What this task involves: Output the lines of the data below exactly as they appear, covering everything from the line containing "the hairy bud" down to the line containing "x=1114, y=598", with both of those lines included.
##### Entries provided #####
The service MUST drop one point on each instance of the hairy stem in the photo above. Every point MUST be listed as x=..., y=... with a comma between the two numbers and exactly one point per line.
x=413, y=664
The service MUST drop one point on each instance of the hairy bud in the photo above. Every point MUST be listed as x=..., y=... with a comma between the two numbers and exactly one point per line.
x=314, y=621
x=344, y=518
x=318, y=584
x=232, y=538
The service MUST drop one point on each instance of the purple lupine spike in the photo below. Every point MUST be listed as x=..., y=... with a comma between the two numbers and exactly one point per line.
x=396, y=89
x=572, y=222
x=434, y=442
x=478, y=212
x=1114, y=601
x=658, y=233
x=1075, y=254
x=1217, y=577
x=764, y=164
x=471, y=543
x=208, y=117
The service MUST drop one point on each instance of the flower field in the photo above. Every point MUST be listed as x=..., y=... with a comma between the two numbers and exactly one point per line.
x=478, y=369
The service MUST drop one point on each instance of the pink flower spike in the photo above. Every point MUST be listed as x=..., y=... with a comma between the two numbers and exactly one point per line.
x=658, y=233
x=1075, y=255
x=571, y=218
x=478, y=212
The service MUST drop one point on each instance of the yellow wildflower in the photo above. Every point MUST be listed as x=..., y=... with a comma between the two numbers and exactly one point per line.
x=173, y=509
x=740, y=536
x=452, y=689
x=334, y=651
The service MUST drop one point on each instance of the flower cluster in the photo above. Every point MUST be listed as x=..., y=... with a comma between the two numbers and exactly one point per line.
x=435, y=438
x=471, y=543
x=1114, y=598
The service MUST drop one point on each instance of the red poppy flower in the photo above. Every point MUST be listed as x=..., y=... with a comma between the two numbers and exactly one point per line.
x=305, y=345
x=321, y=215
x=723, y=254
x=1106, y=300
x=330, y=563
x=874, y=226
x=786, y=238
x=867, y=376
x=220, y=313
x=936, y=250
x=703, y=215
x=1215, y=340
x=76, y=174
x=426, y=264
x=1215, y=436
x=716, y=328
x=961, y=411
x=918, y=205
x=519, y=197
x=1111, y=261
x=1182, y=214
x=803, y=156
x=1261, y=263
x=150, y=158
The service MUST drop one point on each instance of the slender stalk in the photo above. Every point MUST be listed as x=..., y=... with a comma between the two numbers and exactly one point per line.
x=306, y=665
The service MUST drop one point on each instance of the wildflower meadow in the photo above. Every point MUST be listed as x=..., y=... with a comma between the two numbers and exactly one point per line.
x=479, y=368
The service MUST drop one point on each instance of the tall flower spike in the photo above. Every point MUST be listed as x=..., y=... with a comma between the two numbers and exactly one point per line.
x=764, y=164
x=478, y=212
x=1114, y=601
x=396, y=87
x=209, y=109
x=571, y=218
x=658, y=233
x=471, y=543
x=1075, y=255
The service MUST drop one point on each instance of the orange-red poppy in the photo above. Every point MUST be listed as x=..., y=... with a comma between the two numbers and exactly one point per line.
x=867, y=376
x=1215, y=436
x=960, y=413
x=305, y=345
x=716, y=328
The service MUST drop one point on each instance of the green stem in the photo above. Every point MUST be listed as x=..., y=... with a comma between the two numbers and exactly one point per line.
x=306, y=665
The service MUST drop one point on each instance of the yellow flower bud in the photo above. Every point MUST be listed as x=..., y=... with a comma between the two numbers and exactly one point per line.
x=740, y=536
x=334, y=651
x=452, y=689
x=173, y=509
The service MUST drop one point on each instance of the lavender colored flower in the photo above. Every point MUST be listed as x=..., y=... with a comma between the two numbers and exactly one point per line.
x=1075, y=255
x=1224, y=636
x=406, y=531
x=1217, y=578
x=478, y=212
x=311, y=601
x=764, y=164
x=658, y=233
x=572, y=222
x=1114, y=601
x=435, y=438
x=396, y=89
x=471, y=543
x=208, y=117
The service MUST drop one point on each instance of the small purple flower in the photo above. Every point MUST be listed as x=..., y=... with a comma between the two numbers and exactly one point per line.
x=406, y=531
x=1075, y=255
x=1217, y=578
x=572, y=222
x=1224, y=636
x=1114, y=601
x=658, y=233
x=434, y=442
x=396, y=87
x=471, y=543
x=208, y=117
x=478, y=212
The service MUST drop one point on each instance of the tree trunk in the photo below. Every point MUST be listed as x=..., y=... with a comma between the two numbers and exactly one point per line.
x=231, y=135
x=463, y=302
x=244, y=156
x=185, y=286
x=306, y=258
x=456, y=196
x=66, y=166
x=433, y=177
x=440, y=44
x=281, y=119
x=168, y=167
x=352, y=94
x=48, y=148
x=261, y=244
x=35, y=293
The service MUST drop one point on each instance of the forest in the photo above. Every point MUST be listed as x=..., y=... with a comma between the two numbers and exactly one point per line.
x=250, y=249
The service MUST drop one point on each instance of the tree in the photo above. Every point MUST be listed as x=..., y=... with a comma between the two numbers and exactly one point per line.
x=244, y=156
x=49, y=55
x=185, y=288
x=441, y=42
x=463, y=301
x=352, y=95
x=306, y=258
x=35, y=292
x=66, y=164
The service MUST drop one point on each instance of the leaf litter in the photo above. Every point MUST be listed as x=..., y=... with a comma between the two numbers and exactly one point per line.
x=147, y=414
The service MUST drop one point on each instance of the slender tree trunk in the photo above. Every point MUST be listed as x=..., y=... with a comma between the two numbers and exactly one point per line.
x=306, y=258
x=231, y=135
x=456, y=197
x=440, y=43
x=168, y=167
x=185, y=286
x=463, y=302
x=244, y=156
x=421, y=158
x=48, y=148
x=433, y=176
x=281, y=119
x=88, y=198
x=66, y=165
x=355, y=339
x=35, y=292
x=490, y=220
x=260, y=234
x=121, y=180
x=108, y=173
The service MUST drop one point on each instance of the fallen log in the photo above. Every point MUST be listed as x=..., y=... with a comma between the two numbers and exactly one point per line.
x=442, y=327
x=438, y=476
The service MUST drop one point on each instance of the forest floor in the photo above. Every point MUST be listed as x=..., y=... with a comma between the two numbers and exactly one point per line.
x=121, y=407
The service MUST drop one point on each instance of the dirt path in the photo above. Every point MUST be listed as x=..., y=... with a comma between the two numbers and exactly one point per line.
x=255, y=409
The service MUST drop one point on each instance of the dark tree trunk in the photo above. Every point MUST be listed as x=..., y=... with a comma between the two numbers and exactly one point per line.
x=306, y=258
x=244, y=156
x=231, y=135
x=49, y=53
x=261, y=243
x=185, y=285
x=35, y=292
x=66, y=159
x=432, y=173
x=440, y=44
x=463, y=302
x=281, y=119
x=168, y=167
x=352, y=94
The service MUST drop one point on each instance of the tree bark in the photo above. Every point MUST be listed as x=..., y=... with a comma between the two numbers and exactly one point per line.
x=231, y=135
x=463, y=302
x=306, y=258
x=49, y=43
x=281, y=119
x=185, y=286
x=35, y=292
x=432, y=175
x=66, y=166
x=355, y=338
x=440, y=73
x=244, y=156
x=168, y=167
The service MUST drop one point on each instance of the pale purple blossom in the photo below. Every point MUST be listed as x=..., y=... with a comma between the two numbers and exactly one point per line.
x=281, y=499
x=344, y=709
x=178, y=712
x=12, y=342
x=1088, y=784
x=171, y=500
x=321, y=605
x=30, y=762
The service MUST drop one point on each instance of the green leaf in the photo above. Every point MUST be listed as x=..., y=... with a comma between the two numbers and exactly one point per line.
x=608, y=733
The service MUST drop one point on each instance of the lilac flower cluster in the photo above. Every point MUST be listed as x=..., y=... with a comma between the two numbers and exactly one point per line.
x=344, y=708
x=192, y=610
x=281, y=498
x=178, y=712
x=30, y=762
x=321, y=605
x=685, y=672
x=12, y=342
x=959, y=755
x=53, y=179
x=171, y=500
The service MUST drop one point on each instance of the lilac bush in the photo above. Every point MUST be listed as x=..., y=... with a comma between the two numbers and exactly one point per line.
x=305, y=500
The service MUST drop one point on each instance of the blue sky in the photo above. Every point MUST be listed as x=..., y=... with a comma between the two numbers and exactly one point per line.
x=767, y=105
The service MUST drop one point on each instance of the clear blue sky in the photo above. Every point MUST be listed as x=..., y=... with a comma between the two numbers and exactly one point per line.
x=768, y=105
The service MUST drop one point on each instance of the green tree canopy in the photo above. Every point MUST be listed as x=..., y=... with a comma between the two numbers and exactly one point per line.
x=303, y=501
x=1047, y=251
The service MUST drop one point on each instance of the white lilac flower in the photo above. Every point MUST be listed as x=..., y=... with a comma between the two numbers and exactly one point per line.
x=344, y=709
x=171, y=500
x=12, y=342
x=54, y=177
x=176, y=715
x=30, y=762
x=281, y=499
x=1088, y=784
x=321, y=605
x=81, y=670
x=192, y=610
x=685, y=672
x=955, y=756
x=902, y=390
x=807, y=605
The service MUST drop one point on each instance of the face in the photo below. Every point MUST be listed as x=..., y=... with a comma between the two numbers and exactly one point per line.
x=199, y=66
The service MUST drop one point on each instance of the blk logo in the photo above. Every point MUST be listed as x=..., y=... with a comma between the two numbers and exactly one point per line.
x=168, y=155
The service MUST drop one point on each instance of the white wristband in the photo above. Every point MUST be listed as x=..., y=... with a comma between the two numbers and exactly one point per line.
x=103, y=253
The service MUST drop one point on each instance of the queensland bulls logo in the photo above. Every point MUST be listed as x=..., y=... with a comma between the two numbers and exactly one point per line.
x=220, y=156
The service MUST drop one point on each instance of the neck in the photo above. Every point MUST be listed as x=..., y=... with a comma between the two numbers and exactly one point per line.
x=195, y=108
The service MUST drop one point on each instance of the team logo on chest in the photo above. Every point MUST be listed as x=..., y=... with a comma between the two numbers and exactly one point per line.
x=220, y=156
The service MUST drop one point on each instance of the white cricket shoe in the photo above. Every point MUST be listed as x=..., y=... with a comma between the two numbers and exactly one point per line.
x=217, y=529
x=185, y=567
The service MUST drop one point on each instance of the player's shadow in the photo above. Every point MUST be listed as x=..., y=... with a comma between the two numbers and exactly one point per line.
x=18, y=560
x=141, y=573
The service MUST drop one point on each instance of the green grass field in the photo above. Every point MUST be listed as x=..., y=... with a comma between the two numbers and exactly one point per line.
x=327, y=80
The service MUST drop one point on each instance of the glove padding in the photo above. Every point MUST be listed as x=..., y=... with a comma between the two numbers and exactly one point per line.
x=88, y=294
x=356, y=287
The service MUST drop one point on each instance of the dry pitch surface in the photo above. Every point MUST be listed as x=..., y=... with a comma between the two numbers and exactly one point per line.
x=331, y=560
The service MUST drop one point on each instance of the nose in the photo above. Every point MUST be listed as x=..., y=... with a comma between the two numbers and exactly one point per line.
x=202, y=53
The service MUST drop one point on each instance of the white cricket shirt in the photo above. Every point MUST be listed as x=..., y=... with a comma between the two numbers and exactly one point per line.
#####
Response:
The service MUST drop one point on each instance of the hairy bud in the photo above. Every point MUST be listed as x=..., y=... with a comma between the two numbers and exactly one point per line.
x=314, y=621
x=344, y=518
x=318, y=584
x=232, y=538
The service MUST drop one point on each instance of the purple lupine spike in the photo below. Every point MUST be listed as x=..., y=... with a comma between the two numbers and exactly one point per line.
x=396, y=89
x=572, y=222
x=434, y=442
x=478, y=212
x=1114, y=601
x=658, y=233
x=1075, y=254
x=1217, y=577
x=764, y=164
x=471, y=543
x=208, y=117
The service MUST drop one point on each instance of the flower field in the photo above. Every point MUST be listed as x=..., y=... with a comma between the two numbers and exactly one point per line.
x=478, y=369
The service MUST drop one point on each instance of the pink flower spike in the photo above. Every point MUST be listed as x=..., y=... with a comma between the two numbers and exactly one point per line.
x=658, y=233
x=1075, y=255
x=571, y=218
x=478, y=212
The service MUST drop one point on each instance of the yellow wildflower in the photo above. Every point MUST be listed as x=..., y=... with a comma between the two numbers and exactly one point per line.
x=173, y=509
x=740, y=536
x=452, y=689
x=334, y=651
The service MUST drop one point on each instance of the flower cluster in the photo above. Every point MUST be listed as x=..., y=... with a comma between the two numbers and exactly one point per line.
x=435, y=438
x=471, y=543
x=1114, y=598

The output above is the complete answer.